* [Exercise aim]: Copy out the items below, swapping each "Positions" for "Coordinates" and keeping everything else unchanged. Leave out the pictures.

◆ ◆ ◆ ◆ ◆

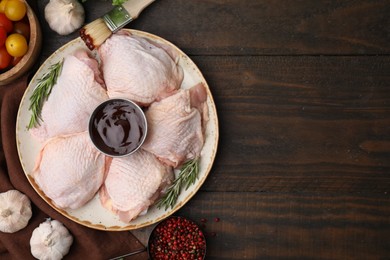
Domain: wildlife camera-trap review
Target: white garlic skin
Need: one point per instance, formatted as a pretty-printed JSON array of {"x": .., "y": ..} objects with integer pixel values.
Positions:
[
  {"x": 50, "y": 241},
  {"x": 15, "y": 211},
  {"x": 64, "y": 16}
]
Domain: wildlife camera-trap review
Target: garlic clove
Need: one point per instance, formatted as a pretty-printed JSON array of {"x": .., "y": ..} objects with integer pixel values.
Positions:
[
  {"x": 64, "y": 16},
  {"x": 50, "y": 240},
  {"x": 15, "y": 211}
]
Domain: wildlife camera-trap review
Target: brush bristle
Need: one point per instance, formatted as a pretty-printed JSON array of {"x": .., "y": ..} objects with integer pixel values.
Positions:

◆ ◆ ◆ ◆ ◆

* [Response to this exercise]:
Domain: wildlife camera-trap review
Target: white garlic skin
Need: one point per instance, formatted as a pretty-printed JSON array of {"x": .., "y": ..} objects with integer pixel values.
Coordinates:
[
  {"x": 50, "y": 241},
  {"x": 15, "y": 211},
  {"x": 64, "y": 16}
]
Domain: wildlife camera-trap review
Target: garlic clove
Need: one point per instance, formatted as a pretty-printed JSON array of {"x": .., "y": ..} objects with integer pixel values.
Coordinates:
[
  {"x": 64, "y": 16},
  {"x": 50, "y": 240},
  {"x": 15, "y": 211}
]
Domain: wildlife camera-trap review
Target: brush bristle
Need: one point per instance, formatted as a pretty-printed JSON array of {"x": .., "y": ..} objects with integer pixel values.
Coordinates:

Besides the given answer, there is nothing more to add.